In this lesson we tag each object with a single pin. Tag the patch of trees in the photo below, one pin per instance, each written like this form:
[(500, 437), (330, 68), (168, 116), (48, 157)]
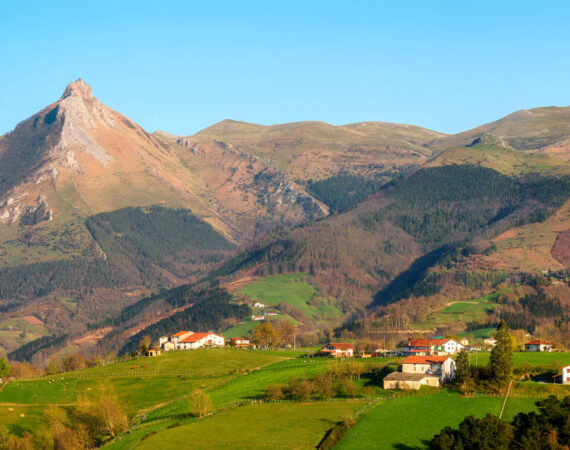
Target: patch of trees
[(341, 192), (42, 278), (27, 351), (283, 251), (549, 428), (445, 204), (156, 234), (88, 424), (209, 310)]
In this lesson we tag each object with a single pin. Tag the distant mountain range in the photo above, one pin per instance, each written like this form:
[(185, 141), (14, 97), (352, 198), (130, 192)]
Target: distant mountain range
[(96, 213)]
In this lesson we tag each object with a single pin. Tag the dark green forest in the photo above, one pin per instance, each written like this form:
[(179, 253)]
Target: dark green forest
[(135, 242), (208, 311), (450, 204), (341, 192)]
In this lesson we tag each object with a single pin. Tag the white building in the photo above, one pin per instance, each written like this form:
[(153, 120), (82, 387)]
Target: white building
[(538, 345), (566, 375), (199, 340), (433, 346), (421, 370), (188, 340)]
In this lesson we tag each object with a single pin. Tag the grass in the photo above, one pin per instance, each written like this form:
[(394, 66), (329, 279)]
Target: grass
[(19, 419), (410, 421), (557, 359), (240, 330), (141, 383), (281, 425), (292, 288), (464, 311)]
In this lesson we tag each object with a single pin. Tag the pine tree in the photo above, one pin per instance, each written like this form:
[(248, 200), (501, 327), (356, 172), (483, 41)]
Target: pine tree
[(501, 363), (462, 368)]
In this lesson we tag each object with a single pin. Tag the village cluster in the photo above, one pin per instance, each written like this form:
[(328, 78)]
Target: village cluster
[(427, 361)]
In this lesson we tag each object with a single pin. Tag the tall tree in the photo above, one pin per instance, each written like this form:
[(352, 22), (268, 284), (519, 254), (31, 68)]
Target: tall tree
[(501, 363), (265, 335), (462, 368)]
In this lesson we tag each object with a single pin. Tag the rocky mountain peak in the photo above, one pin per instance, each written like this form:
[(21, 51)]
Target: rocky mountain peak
[(78, 88)]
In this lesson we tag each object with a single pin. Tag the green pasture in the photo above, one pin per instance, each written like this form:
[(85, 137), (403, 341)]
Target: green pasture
[(241, 329), (546, 359), (277, 425), (408, 422), (293, 289)]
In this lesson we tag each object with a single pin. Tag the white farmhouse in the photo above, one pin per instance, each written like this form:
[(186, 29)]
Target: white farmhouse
[(421, 370), (199, 340), (538, 345), (566, 375)]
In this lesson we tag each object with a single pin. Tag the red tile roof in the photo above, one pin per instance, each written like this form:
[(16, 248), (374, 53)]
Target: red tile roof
[(342, 346), (428, 342), (538, 342), (195, 337), (180, 333), (414, 359)]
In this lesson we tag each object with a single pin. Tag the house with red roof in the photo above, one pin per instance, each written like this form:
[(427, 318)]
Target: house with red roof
[(538, 345), (240, 342), (338, 350), (187, 340), (566, 375), (199, 340), (418, 370), (432, 346)]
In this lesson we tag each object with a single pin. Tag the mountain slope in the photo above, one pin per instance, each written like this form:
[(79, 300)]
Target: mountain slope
[(538, 130)]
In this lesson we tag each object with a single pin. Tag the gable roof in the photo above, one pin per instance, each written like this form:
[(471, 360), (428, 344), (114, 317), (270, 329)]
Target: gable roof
[(180, 333), (195, 337), (341, 345), (538, 342), (414, 359), (428, 342)]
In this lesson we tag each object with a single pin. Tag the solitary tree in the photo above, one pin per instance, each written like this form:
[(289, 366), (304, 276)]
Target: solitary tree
[(462, 368), (199, 403), (265, 335), (4, 368), (501, 363)]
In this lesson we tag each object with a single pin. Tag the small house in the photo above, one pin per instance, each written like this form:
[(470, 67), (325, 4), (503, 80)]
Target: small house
[(199, 340), (432, 346), (416, 371), (338, 350), (566, 375), (240, 342), (538, 345)]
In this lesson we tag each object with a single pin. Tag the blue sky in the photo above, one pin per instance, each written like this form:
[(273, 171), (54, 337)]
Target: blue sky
[(181, 66)]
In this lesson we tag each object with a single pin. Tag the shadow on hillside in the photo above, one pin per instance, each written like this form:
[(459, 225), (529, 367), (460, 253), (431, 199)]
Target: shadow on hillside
[(406, 282)]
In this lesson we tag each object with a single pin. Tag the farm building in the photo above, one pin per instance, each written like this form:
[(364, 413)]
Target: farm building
[(566, 375), (240, 342), (188, 340), (432, 346), (337, 350), (199, 340), (538, 345), (421, 370)]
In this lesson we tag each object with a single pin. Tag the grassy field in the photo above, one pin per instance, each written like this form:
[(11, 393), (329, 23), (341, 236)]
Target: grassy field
[(292, 288), (548, 359), (409, 422), (463, 311), (281, 425)]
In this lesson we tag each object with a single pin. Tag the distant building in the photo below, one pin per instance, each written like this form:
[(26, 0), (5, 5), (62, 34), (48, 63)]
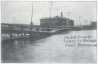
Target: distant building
[(56, 22), (94, 24)]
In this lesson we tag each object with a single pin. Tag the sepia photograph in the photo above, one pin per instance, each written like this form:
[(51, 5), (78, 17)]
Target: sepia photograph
[(49, 32)]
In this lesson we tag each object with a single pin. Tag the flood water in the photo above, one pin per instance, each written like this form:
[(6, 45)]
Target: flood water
[(51, 49)]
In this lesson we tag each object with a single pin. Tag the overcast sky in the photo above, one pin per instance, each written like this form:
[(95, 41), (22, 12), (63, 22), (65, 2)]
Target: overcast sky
[(20, 12)]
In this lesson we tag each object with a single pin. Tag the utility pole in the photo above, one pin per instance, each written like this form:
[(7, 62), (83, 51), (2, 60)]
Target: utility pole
[(31, 23)]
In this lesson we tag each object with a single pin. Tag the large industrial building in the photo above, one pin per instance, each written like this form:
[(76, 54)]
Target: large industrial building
[(56, 22)]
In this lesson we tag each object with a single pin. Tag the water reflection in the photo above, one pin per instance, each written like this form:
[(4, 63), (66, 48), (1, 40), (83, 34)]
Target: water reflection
[(50, 49)]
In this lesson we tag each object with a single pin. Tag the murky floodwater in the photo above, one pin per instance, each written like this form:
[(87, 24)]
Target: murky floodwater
[(51, 49)]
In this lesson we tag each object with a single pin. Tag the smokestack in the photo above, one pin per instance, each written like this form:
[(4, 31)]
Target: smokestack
[(61, 14)]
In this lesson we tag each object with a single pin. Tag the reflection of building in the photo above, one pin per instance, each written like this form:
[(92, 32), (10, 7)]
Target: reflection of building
[(56, 21)]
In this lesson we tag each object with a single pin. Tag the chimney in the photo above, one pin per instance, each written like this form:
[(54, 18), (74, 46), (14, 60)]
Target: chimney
[(61, 14)]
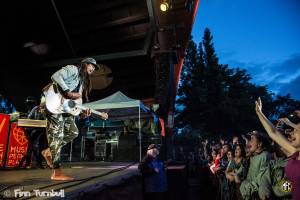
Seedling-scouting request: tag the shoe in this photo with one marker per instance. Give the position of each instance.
(57, 175)
(48, 157)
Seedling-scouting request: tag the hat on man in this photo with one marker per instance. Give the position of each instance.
(151, 146)
(91, 61)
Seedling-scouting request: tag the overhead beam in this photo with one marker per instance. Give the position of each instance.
(119, 22)
(102, 57)
(101, 7)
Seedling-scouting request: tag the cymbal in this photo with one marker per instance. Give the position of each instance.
(101, 78)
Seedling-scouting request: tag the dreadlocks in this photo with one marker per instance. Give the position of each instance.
(86, 81)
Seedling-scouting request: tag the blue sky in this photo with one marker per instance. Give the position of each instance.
(262, 36)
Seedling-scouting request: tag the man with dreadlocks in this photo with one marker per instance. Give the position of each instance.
(73, 82)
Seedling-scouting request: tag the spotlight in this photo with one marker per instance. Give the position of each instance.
(164, 6)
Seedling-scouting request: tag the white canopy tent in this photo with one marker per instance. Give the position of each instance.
(119, 106)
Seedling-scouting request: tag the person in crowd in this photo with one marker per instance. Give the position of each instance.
(181, 155)
(72, 82)
(237, 169)
(154, 175)
(259, 163)
(216, 156)
(291, 146)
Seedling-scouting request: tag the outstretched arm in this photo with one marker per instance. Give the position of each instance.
(272, 131)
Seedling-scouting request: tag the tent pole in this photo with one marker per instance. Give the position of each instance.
(140, 134)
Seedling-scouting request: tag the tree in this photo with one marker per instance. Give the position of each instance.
(216, 99)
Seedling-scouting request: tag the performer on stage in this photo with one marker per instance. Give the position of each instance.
(72, 82)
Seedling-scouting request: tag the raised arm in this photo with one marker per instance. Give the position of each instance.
(272, 131)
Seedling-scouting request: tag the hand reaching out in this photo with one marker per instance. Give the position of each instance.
(258, 105)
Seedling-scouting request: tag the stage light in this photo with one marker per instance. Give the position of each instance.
(164, 6)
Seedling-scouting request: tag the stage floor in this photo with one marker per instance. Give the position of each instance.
(89, 176)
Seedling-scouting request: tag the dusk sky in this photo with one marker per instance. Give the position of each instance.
(262, 36)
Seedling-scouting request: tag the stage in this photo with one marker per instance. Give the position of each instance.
(97, 180)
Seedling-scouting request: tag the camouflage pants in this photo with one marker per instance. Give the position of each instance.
(61, 130)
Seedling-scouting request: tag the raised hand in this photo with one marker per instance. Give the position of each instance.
(104, 115)
(73, 95)
(258, 105)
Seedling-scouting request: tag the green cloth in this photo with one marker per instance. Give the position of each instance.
(252, 186)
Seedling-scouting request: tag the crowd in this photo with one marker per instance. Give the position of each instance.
(255, 165)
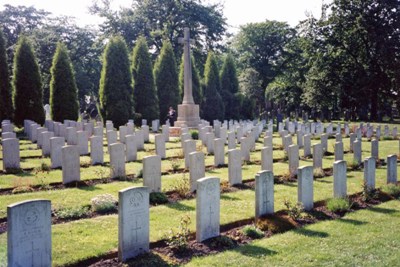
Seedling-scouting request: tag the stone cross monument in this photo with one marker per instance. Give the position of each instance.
(188, 111)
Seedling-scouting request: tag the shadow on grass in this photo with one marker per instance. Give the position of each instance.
(181, 207)
(255, 251)
(351, 221)
(383, 210)
(311, 233)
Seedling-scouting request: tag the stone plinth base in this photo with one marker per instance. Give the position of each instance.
(188, 114)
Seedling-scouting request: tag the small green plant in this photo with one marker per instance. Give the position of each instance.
(182, 186)
(252, 232)
(72, 212)
(105, 203)
(319, 173)
(22, 189)
(294, 210)
(368, 193)
(392, 189)
(179, 240)
(157, 198)
(338, 204)
(194, 134)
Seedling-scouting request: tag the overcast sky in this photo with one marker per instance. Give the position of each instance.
(237, 12)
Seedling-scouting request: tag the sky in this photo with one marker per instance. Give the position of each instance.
(237, 12)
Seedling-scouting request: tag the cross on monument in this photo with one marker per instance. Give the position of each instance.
(187, 92)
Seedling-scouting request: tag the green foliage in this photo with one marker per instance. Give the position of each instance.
(230, 88)
(63, 90)
(213, 106)
(27, 85)
(145, 95)
(392, 189)
(196, 86)
(116, 103)
(252, 232)
(338, 204)
(179, 240)
(157, 198)
(294, 210)
(6, 107)
(166, 80)
(71, 213)
(104, 203)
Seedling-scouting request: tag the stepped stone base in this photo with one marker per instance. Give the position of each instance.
(188, 115)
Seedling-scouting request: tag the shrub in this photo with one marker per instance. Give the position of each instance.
(72, 212)
(338, 204)
(105, 203)
(63, 89)
(294, 210)
(116, 99)
(392, 189)
(157, 198)
(179, 240)
(27, 85)
(252, 232)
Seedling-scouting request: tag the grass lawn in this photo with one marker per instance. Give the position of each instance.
(363, 238)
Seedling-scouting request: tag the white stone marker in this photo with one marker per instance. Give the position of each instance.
(133, 222)
(29, 234)
(46, 143)
(152, 173)
(117, 160)
(392, 169)
(11, 157)
(56, 144)
(189, 147)
(307, 145)
(207, 208)
(83, 142)
(234, 166)
(375, 149)
(293, 154)
(71, 136)
(219, 153)
(267, 160)
(159, 140)
(338, 151)
(96, 150)
(264, 193)
(339, 179)
(305, 189)
(369, 172)
(130, 148)
(70, 164)
(317, 156)
(196, 168)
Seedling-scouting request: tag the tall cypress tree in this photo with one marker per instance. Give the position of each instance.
(63, 90)
(6, 108)
(196, 86)
(230, 88)
(116, 94)
(27, 85)
(144, 92)
(166, 79)
(213, 106)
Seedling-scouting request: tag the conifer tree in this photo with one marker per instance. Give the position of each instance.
(6, 108)
(63, 90)
(27, 85)
(230, 88)
(166, 80)
(213, 106)
(196, 86)
(116, 94)
(144, 92)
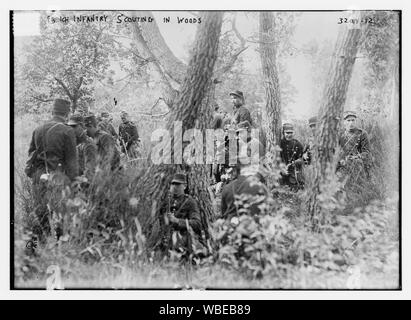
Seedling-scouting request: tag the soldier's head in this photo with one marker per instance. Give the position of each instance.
(76, 121)
(312, 123)
(104, 116)
(178, 184)
(288, 130)
(124, 117)
(61, 108)
(90, 123)
(350, 119)
(237, 98)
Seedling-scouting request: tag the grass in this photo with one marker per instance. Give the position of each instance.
(378, 267)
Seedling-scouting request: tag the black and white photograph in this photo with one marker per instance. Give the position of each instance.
(206, 150)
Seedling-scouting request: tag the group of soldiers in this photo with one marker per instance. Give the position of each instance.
(66, 147)
(77, 145)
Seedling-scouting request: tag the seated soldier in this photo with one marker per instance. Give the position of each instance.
(107, 152)
(86, 148)
(354, 145)
(309, 146)
(180, 220)
(249, 184)
(291, 155)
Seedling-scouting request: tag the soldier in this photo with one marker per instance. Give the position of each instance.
(106, 146)
(86, 148)
(291, 155)
(180, 215)
(128, 135)
(307, 154)
(105, 124)
(53, 161)
(354, 144)
(242, 116)
(249, 183)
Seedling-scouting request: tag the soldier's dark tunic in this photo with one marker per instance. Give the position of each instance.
(355, 143)
(107, 150)
(184, 207)
(87, 153)
(355, 151)
(242, 114)
(59, 143)
(53, 143)
(308, 149)
(249, 186)
(291, 154)
(107, 127)
(128, 135)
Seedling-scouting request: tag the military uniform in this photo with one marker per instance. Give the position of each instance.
(243, 185)
(242, 114)
(355, 150)
(55, 145)
(184, 208)
(128, 136)
(53, 152)
(87, 153)
(106, 150)
(291, 154)
(106, 126)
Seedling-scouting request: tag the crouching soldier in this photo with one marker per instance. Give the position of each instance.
(52, 164)
(107, 153)
(180, 221)
(291, 155)
(86, 148)
(354, 144)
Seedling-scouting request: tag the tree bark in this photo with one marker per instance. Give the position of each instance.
(153, 47)
(191, 109)
(331, 112)
(268, 55)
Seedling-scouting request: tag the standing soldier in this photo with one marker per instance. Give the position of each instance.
(354, 145)
(105, 124)
(242, 116)
(291, 155)
(106, 146)
(52, 159)
(86, 148)
(128, 136)
(307, 154)
(180, 220)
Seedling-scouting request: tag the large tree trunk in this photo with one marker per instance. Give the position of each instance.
(331, 113)
(193, 112)
(272, 89)
(152, 46)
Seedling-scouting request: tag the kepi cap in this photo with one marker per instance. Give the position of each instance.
(179, 178)
(76, 119)
(312, 120)
(61, 107)
(237, 93)
(349, 114)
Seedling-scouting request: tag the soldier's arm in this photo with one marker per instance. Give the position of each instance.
(70, 154)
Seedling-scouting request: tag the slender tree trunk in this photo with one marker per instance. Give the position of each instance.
(191, 109)
(152, 46)
(331, 113)
(268, 55)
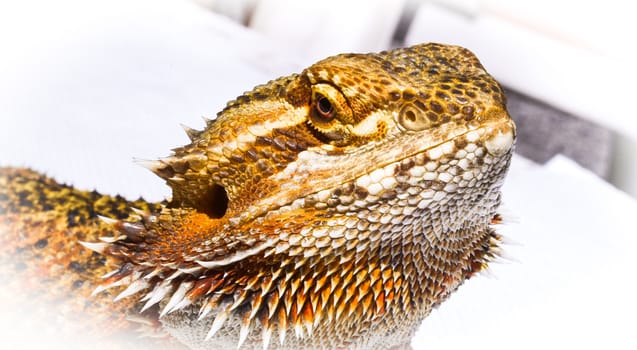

········

EXERCISE DETAILS
Across all the entries above, count each line that has the word "below" in it, and give only the count.

RESULT OF THIS TASK
2